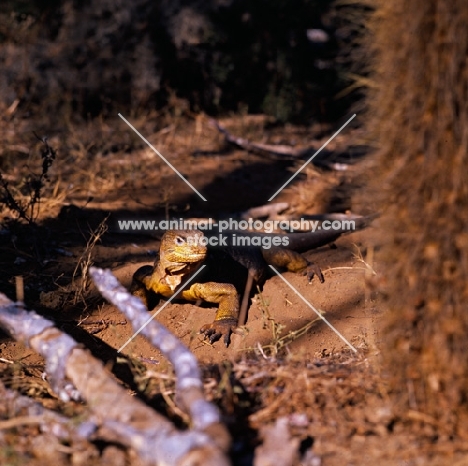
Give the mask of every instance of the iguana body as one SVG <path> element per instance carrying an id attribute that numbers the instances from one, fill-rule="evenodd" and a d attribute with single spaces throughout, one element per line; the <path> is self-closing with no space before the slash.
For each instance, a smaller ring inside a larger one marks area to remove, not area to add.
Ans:
<path id="1" fill-rule="evenodd" d="M 260 284 L 265 279 L 267 264 L 292 272 L 302 272 L 307 274 L 309 280 L 317 274 L 323 282 L 320 269 L 292 249 L 319 247 L 334 241 L 343 232 L 334 230 L 290 234 L 288 237 L 291 249 L 229 246 L 222 248 L 222 251 L 246 267 Z M 144 266 L 135 272 L 132 293 L 141 297 L 145 303 L 149 302 L 153 293 L 166 298 L 171 297 L 207 258 L 208 249 L 201 244 L 204 236 L 198 230 L 167 231 L 161 239 L 159 260 L 154 266 Z M 219 305 L 214 322 L 204 325 L 200 332 L 211 342 L 224 336 L 227 346 L 239 316 L 239 294 L 235 286 L 217 281 L 197 282 L 183 289 L 180 297 L 188 301 L 203 300 Z"/>

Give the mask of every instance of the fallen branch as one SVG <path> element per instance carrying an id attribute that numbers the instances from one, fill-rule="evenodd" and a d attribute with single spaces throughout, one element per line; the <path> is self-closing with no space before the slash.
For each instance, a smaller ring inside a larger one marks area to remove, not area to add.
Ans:
<path id="1" fill-rule="evenodd" d="M 10 416 L 10 419 L 0 422 L 0 430 L 38 424 L 43 433 L 53 434 L 65 441 L 90 438 L 97 430 L 96 421 L 91 416 L 87 418 L 85 416 L 85 420 L 77 422 L 45 408 L 27 396 L 8 390 L 2 383 L 0 383 L 0 398 Z M 81 414 L 80 419 L 83 417 Z"/>
<path id="2" fill-rule="evenodd" d="M 132 296 L 109 270 L 91 267 L 90 275 L 102 295 L 125 315 L 135 332 L 141 333 L 174 366 L 176 400 L 192 420 L 193 428 L 208 433 L 220 448 L 227 449 L 230 437 L 221 424 L 218 409 L 205 400 L 201 372 L 195 356 L 166 327 L 151 320 L 143 302 Z"/>
<path id="3" fill-rule="evenodd" d="M 130 396 L 100 361 L 55 328 L 53 322 L 26 311 L 1 293 L 0 326 L 45 358 L 48 378 L 62 400 L 80 397 L 87 402 L 90 413 L 99 422 L 96 421 L 98 430 L 90 429 L 83 434 L 85 437 L 92 435 L 132 448 L 148 465 L 229 464 L 209 435 L 195 429 L 176 430 L 163 416 Z M 184 360 L 180 362 L 186 367 Z M 192 411 L 197 407 L 192 407 Z M 202 414 L 198 418 L 204 419 Z"/>
<path id="4" fill-rule="evenodd" d="M 260 155 L 262 157 L 277 157 L 286 159 L 301 159 L 307 155 L 313 154 L 317 148 L 307 147 L 306 149 L 295 149 L 291 146 L 277 144 L 258 144 L 250 142 L 244 138 L 233 136 L 224 126 L 220 125 L 216 120 L 211 120 L 210 123 L 224 135 L 227 142 L 241 149 Z"/>

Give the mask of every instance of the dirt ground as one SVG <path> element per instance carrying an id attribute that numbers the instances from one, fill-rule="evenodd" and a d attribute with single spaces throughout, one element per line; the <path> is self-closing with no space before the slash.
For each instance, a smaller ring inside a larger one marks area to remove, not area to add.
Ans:
<path id="1" fill-rule="evenodd" d="M 312 148 L 320 147 L 332 129 L 277 127 L 263 117 L 233 117 L 223 123 L 236 135 L 256 142 Z M 148 118 L 133 124 L 208 202 L 201 201 L 120 120 L 48 134 L 59 155 L 49 171 L 39 219 L 33 226 L 20 225 L 7 220 L 12 212 L 2 213 L 0 289 L 14 298 L 14 277 L 22 276 L 29 308 L 54 320 L 110 364 L 129 390 L 155 405 L 161 390 L 172 393 L 171 383 L 162 382 L 161 376 L 171 373 L 168 363 L 141 336 L 126 346 L 128 359 L 118 360 L 116 350 L 133 330 L 115 307 L 96 295 L 83 274 L 92 263 L 111 269 L 129 286 L 138 267 L 153 263 L 159 240 L 119 233 L 117 220 L 242 212 L 267 203 L 303 161 L 264 157 L 226 145 L 203 116 L 163 123 L 161 118 Z M 20 184 L 34 164 L 40 165 L 37 142 L 28 133 L 30 124 L 22 125 L 8 133 L 2 149 L 2 173 L 11 186 Z M 371 205 L 354 197 L 366 163 L 356 149 L 361 137 L 350 128 L 327 147 L 322 160 L 345 163 L 340 167 L 346 170 L 309 165 L 275 202 L 289 203 L 287 212 L 295 217 L 370 212 Z M 104 219 L 107 231 L 100 231 Z M 90 241 L 93 237 L 95 242 Z M 207 396 L 221 407 L 234 436 L 234 464 L 251 464 L 259 429 L 284 416 L 301 441 L 301 451 L 310 449 L 301 464 L 468 464 L 466 451 L 454 447 L 450 439 L 434 438 L 430 422 L 418 418 L 418 413 L 413 420 L 392 414 L 386 390 L 389 375 L 381 374 L 379 366 L 381 311 L 366 287 L 379 276 L 379 264 L 372 260 L 374 237 L 371 225 L 341 237 L 333 247 L 305 253 L 321 267 L 323 284 L 316 277 L 309 284 L 303 276 L 283 275 L 325 313 L 356 354 L 277 276 L 270 277 L 253 298 L 244 335 L 233 335 L 228 348 L 221 341 L 210 345 L 198 333 L 213 320 L 214 308 L 178 302 L 159 314 L 158 320 L 200 361 Z M 2 380 L 8 387 L 46 406 L 65 409 L 42 379 L 43 361 L 31 349 L 0 334 L 0 357 Z M 219 388 L 226 377 L 229 383 Z M 170 407 L 164 409 L 177 417 Z M 43 458 L 27 442 L 32 431 L 33 427 L 4 431 L 9 435 L 3 435 L 1 442 L 11 454 L 7 458 L 2 453 L 3 464 L 7 459 L 8 464 L 42 464 Z M 73 453 L 67 454 L 72 461 Z M 87 461 L 100 464 L 99 455 L 90 454 Z"/>

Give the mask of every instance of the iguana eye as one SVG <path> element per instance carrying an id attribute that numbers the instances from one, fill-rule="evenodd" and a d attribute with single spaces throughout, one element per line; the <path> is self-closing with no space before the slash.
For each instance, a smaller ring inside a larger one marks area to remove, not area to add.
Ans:
<path id="1" fill-rule="evenodd" d="M 182 246 L 185 244 L 185 240 L 181 236 L 176 236 L 174 242 L 177 244 L 177 246 Z"/>

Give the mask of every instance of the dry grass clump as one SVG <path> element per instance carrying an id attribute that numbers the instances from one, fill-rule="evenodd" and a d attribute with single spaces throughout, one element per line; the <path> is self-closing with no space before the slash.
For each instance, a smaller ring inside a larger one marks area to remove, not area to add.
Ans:
<path id="1" fill-rule="evenodd" d="M 384 353 L 401 413 L 424 413 L 439 438 L 466 438 L 468 3 L 374 3 L 368 129 L 383 214 Z"/>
────────
▶ **Exercise details**: Can you render the lines above as a Markdown table with the columns "Row" and "Line," numbering each row and skipping blank lines? Leave the pictures out of your answer.

▶ **Answer to this task**:
| Row | Line |
|---|---|
| 1 | Give the mask of every instance of the iguana body as one SVG <path> element per instance carrying an id attribute that numbers the instances from one, fill-rule="evenodd" and a d attribute with single spaces throughout, one element per line; the <path> is self-closing with no space before the slash. |
| 2 | For each instance, a smaller ring inside a larger one marks area to remove, not area to add. |
| 3 | Ans: |
| 4 | <path id="1" fill-rule="evenodd" d="M 260 284 L 265 279 L 267 264 L 292 272 L 302 272 L 307 274 L 309 280 L 317 274 L 323 282 L 320 269 L 292 249 L 319 247 L 334 241 L 343 232 L 334 230 L 290 234 L 288 237 L 291 249 L 229 246 L 222 248 L 222 251 L 246 267 Z M 144 266 L 135 272 L 132 293 L 141 297 L 145 303 L 149 302 L 153 293 L 166 298 L 171 297 L 207 258 L 208 249 L 201 244 L 204 236 L 198 230 L 167 231 L 161 239 L 159 260 L 154 266 Z M 219 305 L 214 322 L 204 325 L 200 332 L 211 342 L 224 336 L 227 346 L 239 316 L 239 294 L 235 286 L 217 281 L 197 282 L 183 289 L 180 297 L 188 301 L 203 300 Z"/> |
| 5 | Give the mask of every instance of the fallen branch as one SVG <path> element per instance carrying an id attribute that numbers the instances from one, fill-rule="evenodd" and a d attribute with single spaces throughout, one element per line; the <path> is self-closing with no space before the slash. |
| 6 | For each instance, a smaller ring inside a larger one marks area to remove, not area to add. |
| 7 | Ans: |
| 8 | <path id="1" fill-rule="evenodd" d="M 10 416 L 10 419 L 0 422 L 0 430 L 38 424 L 43 433 L 53 434 L 65 441 L 90 438 L 97 430 L 96 421 L 91 416 L 87 418 L 85 416 L 85 420 L 77 422 L 45 408 L 27 396 L 8 390 L 2 383 L 0 383 L 0 398 Z M 81 414 L 80 419 L 83 417 Z"/> |
| 9 | <path id="2" fill-rule="evenodd" d="M 132 296 L 109 270 L 91 267 L 90 275 L 102 295 L 125 315 L 135 332 L 141 333 L 174 366 L 176 400 L 192 420 L 193 428 L 208 433 L 220 448 L 227 449 L 230 437 L 221 424 L 218 409 L 205 400 L 201 372 L 195 356 L 166 327 L 151 320 L 143 302 Z"/> |
| 10 | <path id="3" fill-rule="evenodd" d="M 130 396 L 100 361 L 55 328 L 53 322 L 26 311 L 1 293 L 0 326 L 45 358 L 48 378 L 62 400 L 80 397 L 87 402 L 90 413 L 99 422 L 96 421 L 98 430 L 90 429 L 83 434 L 85 437 L 92 435 L 132 448 L 148 465 L 229 464 L 209 435 L 195 429 L 176 430 L 163 416 Z M 184 360 L 180 362 L 186 367 Z M 192 411 L 197 407 L 192 407 Z M 202 414 L 198 418 L 204 419 Z"/> |
| 11 | <path id="4" fill-rule="evenodd" d="M 260 155 L 262 157 L 277 157 L 286 159 L 301 159 L 307 155 L 313 154 L 317 148 L 307 147 L 306 149 L 295 149 L 291 146 L 277 144 L 258 144 L 250 142 L 244 138 L 233 136 L 224 126 L 220 125 L 216 120 L 211 120 L 210 123 L 224 135 L 227 142 L 241 149 Z"/> |
| 12 | Give the mask of every instance of the dirt ground as one SVG <path> element per instance carrying an id attribute that numbers the instances from one, fill-rule="evenodd" and a d attribute with single spaces throughout, one element per line; the <path> is self-closing with no space before the slash. |
| 13 | For each instance, a smaller ring inside a larger one marks area to remove, not area to add. |
| 14 | Ans: |
| 15 | <path id="1" fill-rule="evenodd" d="M 312 148 L 320 147 L 332 129 L 277 127 L 263 117 L 233 117 L 223 123 L 236 135 L 256 142 Z M 148 118 L 133 124 L 208 202 L 201 201 L 120 120 L 48 134 L 59 155 L 49 171 L 39 219 L 33 226 L 20 225 L 7 220 L 12 212 L 2 213 L 0 289 L 14 298 L 14 277 L 22 276 L 29 308 L 54 320 L 110 364 L 129 390 L 155 405 L 161 390 L 172 393 L 171 383 L 162 382 L 161 376 L 171 373 L 168 363 L 141 336 L 126 346 L 128 359 L 118 360 L 116 350 L 133 330 L 115 307 L 96 295 L 83 274 L 92 263 L 111 269 L 129 286 L 138 267 L 153 263 L 159 240 L 119 233 L 117 220 L 242 212 L 267 203 L 303 161 L 264 157 L 226 145 L 203 116 L 163 123 L 161 118 Z M 20 184 L 34 164 L 40 165 L 37 142 L 28 133 L 30 124 L 22 125 L 8 133 L 2 149 L 2 173 L 11 186 Z M 371 205 L 354 197 L 366 163 L 356 149 L 361 137 L 350 128 L 327 147 L 322 160 L 345 163 L 340 167 L 346 170 L 309 165 L 275 202 L 289 203 L 287 212 L 295 217 L 370 212 Z M 104 219 L 107 231 L 100 231 Z M 90 241 L 93 237 L 95 242 Z M 207 396 L 221 407 L 234 436 L 234 464 L 251 464 L 259 429 L 284 416 L 301 441 L 301 451 L 310 449 L 301 464 L 468 464 L 466 451 L 454 447 L 450 439 L 434 438 L 430 422 L 418 418 L 418 413 L 413 420 L 392 414 L 386 390 L 389 375 L 381 374 L 379 366 L 381 311 L 366 287 L 379 276 L 379 264 L 372 260 L 374 237 L 371 225 L 341 237 L 333 247 L 305 253 L 321 267 L 323 284 L 316 277 L 309 284 L 303 276 L 283 275 L 325 313 L 356 354 L 277 276 L 270 277 L 253 298 L 244 335 L 233 335 L 228 348 L 221 341 L 210 345 L 198 333 L 213 320 L 214 308 L 178 302 L 159 314 L 158 320 L 200 361 Z M 2 380 L 8 387 L 46 406 L 65 409 L 42 379 L 43 361 L 31 349 L 0 334 L 0 357 Z M 219 388 L 226 377 L 229 383 Z M 170 407 L 164 409 L 177 417 Z M 43 458 L 27 442 L 32 431 L 33 427 L 4 431 L 9 435 L 3 435 L 1 442 L 11 454 L 7 458 L 2 453 L 3 464 L 7 459 L 8 464 L 42 464 Z M 73 453 L 67 454 L 72 461 Z M 87 461 L 100 464 L 99 455 L 90 454 Z"/> |
| 16 | Give the mask of every instance of the iguana eye as one SVG <path> element per instance carrying an id attribute that numbers the instances from one, fill-rule="evenodd" and a d attribute with single spaces throughout, one element per line; the <path> is self-closing with no space before the slash. |
| 17 | For each instance, a smaller ring inside a larger one marks area to remove, not area to add. |
| 18 | Ans: |
| 19 | <path id="1" fill-rule="evenodd" d="M 182 246 L 185 244 L 185 240 L 181 236 L 176 236 L 174 242 L 177 244 L 177 246 Z"/> |
| 20 | Give the mask of every instance of the dry grass clump as one SVG <path> element per instance carrying an id attribute that numbers the instances from one, fill-rule="evenodd" and a d attribute with single spaces throughout, one element per line; the <path> is self-closing with no space before the slash. |
| 21 | For each instance, a smaller ring inside a larger one marks area to remove, not area to add. |
| 22 | Ans: |
| 23 | <path id="1" fill-rule="evenodd" d="M 384 353 L 401 413 L 424 413 L 439 438 L 466 438 L 468 3 L 374 3 L 368 129 L 383 214 Z"/> |